* Written request *
Rewrite every line of the entries below with "checkered" changed to "striped" and everything else left as it is. Omit the pictures from your version.

* Exercise inputs *
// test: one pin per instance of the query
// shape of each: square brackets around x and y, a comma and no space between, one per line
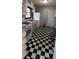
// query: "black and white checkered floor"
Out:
[41,44]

* Finished exercise *
// test: one pin per instance of the query
// shape of each: square brackets around x and y, a comma and no space between, one per line
// query: "black and white striped floor"
Out:
[41,44]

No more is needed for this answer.